▸ **Texto fornecido**:
--------------------------------
A história da moda de viola, a música raiz

 Ademir Galitzki

Com o lançamento de um disco por volta de 1929, pelo então escritor Cornélio Pires, a moda chamada viola caipira ou moda raiz foi introduzida no mercado brasileiro com excelente aceitação, resultando no esgotamento rápido do disco. Com melodias apaixonantes, a viola instrumental chegou ao Brasil através dos colonizadores portugueses, especialmente trazida pelos padres jesuítas para ser utilizada em suas catequeses. Ao longo dos anos, ela foi incorporada no contexto nativista, sendo contada e cantada em verso e prosa. Há muito tempo, a viola faz parte do universo sertanejo do nosso país.

Inicialmente, ouvia-se música de viola, música caipira ou as chamadas modas de raiz apenas nas madrugadas e nos confins do sertão. Nas grandes cidades, raramente se ouvia esse estilo musical, e parecia até proibido ou um pecado grave se alguém fosse pego ouvindo. Muitas vezes, o rádio era ouvido bem baixinho para não chamar a atenção dos transeuntes, e os mais antigos contam que as pessoas até se escondiam de amigos e parentes, como se tivessem vergonha de ouvir tais melodias.

Hoje, em contraste, existem milhares de emissoras de rádio com programação que toca músicas sertanejas 24 horas por dia. Lembro-me dos tempos da Rádio Antena 1, em Várzea Grande-MT, e de outras rádios de Cuiabá-MT e do interior de Mato Grosso, onde a programação sertaneja, principalmente a raiz, começava às 18 horas ou à meia-noite das sextas-feiras e continuava até às 6 horas de segunda-feira. Logo foram introduzindo seleções de três músicas caipiras ao longo do dia, evoluindo até os dias atuais, quando este estilo se tornou uma potência nas rádios de todo o Brasil. Deixo aqui minha homenagem aos queridos radialistas Crispim, Osvaldo Alves (in memoriam), Carlos Roberto (o compadre Mortadela) e meu querido amigo Wanderlei, o Arizona, cowboy cuiabano.

Hoje, também temos programas de TV com até duas horas de duração e festivais de moda de viola. O encontro de violeiros na cidade de Poxoréu-MT, terra da minha amiga e seguidora, a violeira de primeira, Pámella Viola, e da Bruna Viola Cuiabana, juntamente com os mato-grossenses raiz Mayck e Lyan, que começaram no programa do Raul Gil quando eram muito pequenos e hoje são fenômenos no segmento artístico, resgatando esta tradicional moda que tanto nos encanta. Lyan é um dos maiores violeiros e professores de viola do Brasil. Também destaco o violeiro Claudinho, um dos melhores violeiros do Brasil na atualidade, que compõe o trio Henrique, Claudinho e Pescuma, que tão bem representa nossa música sertaneja raiz em Mato Grosso e no Brasil.
--------------------------------
▸ **Material do exercício**:
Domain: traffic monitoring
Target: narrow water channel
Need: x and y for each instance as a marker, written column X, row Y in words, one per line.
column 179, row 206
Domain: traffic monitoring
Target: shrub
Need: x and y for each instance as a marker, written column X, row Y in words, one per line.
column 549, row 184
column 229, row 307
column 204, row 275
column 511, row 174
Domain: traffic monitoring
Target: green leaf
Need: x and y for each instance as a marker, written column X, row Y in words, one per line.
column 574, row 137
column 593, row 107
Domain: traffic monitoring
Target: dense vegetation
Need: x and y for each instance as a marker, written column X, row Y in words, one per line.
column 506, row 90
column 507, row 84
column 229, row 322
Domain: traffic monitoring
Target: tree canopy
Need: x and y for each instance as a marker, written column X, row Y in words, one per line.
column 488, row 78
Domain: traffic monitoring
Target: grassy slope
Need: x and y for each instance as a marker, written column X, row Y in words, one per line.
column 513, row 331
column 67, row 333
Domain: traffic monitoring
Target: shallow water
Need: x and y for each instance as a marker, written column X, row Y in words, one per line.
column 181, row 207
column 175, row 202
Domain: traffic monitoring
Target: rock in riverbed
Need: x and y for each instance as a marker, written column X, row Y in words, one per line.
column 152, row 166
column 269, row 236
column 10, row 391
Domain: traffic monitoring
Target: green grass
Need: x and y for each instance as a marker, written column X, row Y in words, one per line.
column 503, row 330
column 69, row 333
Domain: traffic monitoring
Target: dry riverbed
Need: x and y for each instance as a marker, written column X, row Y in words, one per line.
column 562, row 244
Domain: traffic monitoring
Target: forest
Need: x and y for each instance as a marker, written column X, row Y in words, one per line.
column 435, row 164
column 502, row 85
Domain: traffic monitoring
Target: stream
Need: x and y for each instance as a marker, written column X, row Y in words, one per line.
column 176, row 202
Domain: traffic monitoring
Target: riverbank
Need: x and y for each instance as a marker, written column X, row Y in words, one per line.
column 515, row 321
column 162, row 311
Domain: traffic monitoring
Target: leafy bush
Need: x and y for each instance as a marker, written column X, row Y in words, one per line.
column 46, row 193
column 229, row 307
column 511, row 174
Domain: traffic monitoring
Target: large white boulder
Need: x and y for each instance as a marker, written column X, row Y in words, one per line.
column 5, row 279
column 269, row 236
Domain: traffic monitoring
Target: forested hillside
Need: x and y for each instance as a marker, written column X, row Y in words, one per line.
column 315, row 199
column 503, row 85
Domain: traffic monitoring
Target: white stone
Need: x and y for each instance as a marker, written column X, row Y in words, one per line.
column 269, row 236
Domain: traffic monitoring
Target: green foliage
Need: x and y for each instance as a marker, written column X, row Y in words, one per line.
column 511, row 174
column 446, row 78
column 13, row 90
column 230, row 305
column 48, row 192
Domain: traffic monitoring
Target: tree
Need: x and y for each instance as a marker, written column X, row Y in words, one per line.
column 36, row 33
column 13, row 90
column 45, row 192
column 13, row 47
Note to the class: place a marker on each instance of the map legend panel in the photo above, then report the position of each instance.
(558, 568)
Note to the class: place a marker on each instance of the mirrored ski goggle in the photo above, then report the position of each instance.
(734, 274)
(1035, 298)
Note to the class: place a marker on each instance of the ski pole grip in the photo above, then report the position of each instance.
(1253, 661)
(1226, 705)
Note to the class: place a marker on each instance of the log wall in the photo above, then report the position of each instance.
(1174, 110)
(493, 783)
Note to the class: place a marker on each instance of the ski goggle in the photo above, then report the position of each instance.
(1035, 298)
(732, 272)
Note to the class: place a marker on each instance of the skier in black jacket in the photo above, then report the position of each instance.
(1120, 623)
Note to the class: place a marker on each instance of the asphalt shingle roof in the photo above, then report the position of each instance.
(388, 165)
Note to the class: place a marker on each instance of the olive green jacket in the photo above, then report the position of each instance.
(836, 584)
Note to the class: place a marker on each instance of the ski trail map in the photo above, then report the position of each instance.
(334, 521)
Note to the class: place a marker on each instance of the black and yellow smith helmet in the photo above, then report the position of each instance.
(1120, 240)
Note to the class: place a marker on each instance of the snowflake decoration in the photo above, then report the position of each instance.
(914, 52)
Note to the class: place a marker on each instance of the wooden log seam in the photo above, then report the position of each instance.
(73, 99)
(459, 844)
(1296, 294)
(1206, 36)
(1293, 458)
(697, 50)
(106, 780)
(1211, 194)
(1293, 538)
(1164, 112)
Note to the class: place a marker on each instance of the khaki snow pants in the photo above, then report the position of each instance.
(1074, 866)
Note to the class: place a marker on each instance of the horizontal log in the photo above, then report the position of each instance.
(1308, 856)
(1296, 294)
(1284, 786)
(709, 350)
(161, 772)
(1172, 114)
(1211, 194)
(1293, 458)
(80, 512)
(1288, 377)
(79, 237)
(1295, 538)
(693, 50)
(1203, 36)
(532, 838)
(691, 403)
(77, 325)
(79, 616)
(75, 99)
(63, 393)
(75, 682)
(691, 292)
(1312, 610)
--------------------------------
▸ **Tarefas**:
1. Repita, sem alterações, o trecho do texto sobre a moda de viola que vai de "Inicialmente, ouvia-se música" até "ouvir tais melodias.", inclusive.
2. Por favor, reescreva por inteiro somente as entradas da linha com "of the black" até a linha com "(1164, 112)", inclusive, deslocando as coordenadas: some 74 a cada número delas.

▸ **Resultados das tarefas**:
1.
Inicialmente, ouvia-se música de viola, música caipira ou as chamadas modas de raiz apenas nas madrugadas e nos confins do sertão. Nas grandes cidades, raramente se ouvia esse estilo musical, e parecia até proibido ou um pecado grave se alguém fosse pego ouvindo. Muitas vezes, o rádio era ouvido bem baixinho para não chamar a atenção dos transeuntes, e os mais antigos contam que as pessoas até se escondiam de amigos e parentes, como se tivessem vergonha de ouvir tais melodias.

2.
Note to the class: place a marker on each instance of the black and yellow smith helmet in the photo above, then report the position of each instance.
(1194, 314)
Note to the class: place a marker on each instance of the snowflake decoration in the photo above, then report the position of each instance.
(988, 126)
Note to the class: place a marker on each instance of the wooden log seam in the photo above, then report the position of each instance.
(147, 173)
(533, 918)
(1370, 368)
(1280, 110)
(1367, 532)
(771, 124)
(180, 854)
(1285, 268)
(1367, 612)
(1238, 186)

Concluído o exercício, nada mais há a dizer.